#### Directions:
From the listing below, give the lines as a JSON list of strings, one string per line and no blank lines. Begin at the line that has "Kindly give the mask of every instance of the **dense" and stop after the line that has "305 128 L 273", including both.

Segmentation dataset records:
>> start

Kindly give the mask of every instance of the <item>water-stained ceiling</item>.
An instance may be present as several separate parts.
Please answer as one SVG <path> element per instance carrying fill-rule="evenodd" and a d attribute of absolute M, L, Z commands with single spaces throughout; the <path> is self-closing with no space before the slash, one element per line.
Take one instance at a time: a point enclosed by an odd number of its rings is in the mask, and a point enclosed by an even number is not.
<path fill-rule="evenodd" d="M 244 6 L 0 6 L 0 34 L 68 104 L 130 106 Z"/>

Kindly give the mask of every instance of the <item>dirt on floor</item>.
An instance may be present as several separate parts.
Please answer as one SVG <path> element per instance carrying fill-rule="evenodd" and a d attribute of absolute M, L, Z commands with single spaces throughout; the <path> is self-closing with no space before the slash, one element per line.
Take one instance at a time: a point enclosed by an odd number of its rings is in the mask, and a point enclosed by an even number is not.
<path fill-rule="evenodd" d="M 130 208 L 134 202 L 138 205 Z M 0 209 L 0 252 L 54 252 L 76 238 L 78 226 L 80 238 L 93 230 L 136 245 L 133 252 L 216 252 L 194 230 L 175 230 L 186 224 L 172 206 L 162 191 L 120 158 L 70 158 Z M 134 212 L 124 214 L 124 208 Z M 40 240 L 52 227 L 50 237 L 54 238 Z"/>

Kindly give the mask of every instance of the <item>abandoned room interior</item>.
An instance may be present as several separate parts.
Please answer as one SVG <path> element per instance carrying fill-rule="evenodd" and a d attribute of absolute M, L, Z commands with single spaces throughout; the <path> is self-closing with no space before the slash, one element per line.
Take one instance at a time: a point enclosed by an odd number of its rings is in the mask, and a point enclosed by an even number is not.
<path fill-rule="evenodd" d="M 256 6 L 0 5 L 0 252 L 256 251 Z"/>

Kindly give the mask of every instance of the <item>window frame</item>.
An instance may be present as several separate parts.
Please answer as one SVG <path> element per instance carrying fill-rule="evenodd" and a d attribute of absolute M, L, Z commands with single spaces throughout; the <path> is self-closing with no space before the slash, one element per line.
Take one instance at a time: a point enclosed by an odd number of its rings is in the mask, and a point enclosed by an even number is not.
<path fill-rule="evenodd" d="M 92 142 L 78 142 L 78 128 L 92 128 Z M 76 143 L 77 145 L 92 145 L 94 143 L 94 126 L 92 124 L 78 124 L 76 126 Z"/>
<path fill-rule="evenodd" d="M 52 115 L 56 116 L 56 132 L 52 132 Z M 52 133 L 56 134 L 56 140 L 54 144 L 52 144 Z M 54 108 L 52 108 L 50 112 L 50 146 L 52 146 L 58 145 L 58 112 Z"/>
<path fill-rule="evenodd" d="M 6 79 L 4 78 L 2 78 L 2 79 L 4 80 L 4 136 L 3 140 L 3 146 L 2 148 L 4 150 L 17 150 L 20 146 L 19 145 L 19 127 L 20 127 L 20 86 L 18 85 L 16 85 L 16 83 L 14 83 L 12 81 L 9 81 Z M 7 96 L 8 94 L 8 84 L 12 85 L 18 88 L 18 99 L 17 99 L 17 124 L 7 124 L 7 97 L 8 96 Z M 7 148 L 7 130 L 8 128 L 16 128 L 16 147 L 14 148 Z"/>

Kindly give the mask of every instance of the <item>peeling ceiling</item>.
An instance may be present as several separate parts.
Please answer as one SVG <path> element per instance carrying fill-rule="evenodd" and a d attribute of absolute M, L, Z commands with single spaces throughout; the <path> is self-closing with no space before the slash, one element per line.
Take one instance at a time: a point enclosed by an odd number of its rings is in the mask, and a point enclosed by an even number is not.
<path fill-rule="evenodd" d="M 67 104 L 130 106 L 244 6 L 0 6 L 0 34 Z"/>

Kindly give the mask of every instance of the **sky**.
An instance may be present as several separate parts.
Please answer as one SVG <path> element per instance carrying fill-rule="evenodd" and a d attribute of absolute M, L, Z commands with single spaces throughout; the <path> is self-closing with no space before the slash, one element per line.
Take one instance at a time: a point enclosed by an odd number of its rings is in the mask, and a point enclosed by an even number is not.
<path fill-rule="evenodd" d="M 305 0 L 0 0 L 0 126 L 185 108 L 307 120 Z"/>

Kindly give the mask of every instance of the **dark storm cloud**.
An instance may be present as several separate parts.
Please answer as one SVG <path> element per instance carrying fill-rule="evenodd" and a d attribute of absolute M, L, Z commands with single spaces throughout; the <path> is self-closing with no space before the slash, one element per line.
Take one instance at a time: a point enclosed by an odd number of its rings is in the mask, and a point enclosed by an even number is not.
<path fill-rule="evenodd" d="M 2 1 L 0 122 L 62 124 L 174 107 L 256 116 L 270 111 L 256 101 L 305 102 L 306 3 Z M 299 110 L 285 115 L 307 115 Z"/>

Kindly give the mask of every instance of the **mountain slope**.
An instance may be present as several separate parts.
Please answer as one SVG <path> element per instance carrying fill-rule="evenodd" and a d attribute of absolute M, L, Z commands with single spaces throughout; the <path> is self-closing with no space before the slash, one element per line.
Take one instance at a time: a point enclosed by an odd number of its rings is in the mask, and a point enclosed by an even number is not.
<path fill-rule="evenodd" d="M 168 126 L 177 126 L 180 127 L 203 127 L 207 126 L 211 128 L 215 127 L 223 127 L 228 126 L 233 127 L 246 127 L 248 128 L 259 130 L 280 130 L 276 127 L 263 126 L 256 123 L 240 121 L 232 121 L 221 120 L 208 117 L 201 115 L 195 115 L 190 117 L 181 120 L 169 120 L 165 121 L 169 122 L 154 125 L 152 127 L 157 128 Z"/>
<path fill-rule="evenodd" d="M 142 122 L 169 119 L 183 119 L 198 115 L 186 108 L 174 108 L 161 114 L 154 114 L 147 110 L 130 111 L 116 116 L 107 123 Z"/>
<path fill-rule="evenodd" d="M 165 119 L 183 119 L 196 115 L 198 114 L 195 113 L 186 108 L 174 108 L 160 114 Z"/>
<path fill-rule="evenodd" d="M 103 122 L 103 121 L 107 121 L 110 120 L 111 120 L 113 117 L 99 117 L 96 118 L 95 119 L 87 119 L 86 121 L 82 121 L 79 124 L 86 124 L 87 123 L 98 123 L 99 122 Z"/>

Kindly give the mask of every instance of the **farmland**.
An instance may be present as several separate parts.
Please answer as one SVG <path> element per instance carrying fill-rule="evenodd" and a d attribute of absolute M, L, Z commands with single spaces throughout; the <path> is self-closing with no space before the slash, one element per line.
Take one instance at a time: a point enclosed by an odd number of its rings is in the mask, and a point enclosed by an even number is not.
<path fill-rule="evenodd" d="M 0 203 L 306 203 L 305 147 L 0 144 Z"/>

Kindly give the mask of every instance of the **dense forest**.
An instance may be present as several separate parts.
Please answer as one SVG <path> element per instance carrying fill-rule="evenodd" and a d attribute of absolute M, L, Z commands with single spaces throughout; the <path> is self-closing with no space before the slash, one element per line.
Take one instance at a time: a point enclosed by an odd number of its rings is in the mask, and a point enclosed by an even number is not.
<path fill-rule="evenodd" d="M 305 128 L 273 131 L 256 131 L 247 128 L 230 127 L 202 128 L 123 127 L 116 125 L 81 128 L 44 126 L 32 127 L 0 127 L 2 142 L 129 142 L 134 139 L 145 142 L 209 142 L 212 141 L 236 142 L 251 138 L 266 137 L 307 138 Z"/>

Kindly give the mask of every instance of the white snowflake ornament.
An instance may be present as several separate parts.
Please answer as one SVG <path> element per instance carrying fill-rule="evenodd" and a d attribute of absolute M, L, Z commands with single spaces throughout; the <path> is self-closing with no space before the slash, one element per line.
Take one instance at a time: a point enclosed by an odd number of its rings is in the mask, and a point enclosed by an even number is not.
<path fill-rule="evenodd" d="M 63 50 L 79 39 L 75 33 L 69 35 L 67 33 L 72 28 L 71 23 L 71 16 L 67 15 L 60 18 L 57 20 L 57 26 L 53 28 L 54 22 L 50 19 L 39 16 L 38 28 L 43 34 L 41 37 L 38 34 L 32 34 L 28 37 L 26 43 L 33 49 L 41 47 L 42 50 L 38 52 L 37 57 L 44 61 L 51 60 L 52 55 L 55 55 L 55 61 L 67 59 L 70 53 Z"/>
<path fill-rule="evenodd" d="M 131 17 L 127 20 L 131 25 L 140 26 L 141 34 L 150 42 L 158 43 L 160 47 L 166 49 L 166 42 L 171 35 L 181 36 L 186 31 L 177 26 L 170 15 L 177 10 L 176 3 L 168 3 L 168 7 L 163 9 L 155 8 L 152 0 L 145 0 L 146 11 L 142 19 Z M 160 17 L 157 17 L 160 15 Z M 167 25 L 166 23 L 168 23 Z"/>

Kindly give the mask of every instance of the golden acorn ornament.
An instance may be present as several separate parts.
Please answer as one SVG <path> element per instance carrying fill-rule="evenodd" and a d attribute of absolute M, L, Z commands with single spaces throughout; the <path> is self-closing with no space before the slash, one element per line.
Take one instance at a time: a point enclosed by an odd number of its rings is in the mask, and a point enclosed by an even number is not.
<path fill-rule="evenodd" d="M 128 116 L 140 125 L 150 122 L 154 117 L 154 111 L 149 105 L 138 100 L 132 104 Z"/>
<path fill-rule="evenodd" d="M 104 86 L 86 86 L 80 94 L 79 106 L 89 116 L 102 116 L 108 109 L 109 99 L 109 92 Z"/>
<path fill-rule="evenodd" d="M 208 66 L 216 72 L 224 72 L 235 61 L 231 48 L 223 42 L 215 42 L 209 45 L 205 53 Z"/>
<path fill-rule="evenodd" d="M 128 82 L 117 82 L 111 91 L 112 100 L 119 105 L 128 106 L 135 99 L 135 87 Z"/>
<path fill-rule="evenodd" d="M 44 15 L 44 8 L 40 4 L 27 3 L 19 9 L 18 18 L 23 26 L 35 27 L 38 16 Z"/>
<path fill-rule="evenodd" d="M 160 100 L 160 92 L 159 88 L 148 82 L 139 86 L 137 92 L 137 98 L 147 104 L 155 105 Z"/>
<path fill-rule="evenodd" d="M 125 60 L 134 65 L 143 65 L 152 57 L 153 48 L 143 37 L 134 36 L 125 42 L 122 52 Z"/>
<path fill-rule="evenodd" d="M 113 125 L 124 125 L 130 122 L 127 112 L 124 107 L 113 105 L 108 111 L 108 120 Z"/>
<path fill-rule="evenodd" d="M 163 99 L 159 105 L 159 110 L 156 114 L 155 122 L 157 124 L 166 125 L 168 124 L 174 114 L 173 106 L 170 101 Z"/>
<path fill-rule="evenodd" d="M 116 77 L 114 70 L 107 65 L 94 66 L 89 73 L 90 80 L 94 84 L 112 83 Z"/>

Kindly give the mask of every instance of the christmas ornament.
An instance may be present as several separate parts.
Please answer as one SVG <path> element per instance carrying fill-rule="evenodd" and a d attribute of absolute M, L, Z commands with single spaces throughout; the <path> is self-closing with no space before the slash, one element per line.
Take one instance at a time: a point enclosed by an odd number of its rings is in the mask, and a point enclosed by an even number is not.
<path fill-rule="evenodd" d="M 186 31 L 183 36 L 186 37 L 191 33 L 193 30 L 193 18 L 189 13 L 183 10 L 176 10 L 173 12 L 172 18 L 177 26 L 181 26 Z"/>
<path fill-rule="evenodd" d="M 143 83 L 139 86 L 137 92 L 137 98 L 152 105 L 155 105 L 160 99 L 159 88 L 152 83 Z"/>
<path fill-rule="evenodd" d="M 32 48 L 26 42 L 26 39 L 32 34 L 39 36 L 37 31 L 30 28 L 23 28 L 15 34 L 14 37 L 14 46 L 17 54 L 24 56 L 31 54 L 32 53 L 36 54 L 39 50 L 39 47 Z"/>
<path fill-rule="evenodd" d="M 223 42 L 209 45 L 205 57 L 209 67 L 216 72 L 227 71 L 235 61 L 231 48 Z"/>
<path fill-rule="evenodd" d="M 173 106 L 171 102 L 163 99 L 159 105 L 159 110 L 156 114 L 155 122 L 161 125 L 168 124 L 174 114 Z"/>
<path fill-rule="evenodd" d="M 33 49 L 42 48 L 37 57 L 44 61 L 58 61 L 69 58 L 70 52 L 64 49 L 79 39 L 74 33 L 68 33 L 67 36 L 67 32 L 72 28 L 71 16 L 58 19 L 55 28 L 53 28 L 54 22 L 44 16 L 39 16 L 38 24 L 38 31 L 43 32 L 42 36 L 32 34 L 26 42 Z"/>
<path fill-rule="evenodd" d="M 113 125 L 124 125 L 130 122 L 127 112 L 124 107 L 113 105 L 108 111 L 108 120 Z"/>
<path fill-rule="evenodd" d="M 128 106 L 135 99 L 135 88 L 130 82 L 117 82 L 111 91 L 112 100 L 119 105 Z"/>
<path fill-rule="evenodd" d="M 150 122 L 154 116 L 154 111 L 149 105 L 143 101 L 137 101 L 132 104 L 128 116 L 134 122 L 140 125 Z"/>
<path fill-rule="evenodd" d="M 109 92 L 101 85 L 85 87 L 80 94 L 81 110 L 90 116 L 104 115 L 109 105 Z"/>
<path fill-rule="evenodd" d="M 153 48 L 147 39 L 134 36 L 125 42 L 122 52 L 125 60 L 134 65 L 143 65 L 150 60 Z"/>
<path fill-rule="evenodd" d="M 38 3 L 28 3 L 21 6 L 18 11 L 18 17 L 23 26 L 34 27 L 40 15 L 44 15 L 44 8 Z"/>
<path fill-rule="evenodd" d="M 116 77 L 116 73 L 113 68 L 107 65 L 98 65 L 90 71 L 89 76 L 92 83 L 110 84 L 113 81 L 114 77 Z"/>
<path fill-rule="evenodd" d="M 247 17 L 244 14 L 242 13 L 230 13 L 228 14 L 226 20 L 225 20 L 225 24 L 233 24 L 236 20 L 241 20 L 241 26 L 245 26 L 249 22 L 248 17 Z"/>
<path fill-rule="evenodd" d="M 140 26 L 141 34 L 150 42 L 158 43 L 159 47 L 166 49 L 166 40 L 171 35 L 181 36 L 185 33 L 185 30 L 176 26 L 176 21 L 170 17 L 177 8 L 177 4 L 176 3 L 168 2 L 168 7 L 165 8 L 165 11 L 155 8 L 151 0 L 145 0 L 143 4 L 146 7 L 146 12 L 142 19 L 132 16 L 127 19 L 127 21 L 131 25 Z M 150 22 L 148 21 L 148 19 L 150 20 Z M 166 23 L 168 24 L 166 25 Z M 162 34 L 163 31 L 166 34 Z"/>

>> end

#### Result:
[
  "Kindly give the mask of every instance of the **dense forest**.",
  "An instance may be present as several separate parts.",
  "Please answer as one SVG <path> element per instance carrying fill-rule=\"evenodd\" and a d attribute of absolute M, L, Z commands with single spaces throughout; the <path> is self-closing with no space before the slash, one element per line.",
  "Take one instance at a time: a point enclosed by an odd number of its rings is in the mask, and a point enclosed by an even number is not.",
  "<path fill-rule=\"evenodd\" d=\"M 305 128 L 273 131 L 256 131 L 247 128 L 230 127 L 202 128 L 123 127 L 116 125 L 81 128 L 44 126 L 32 127 L 0 127 L 2 142 L 129 142 L 134 139 L 145 142 L 209 142 L 212 141 L 236 142 L 251 138 L 266 137 L 307 138 Z\"/>"
]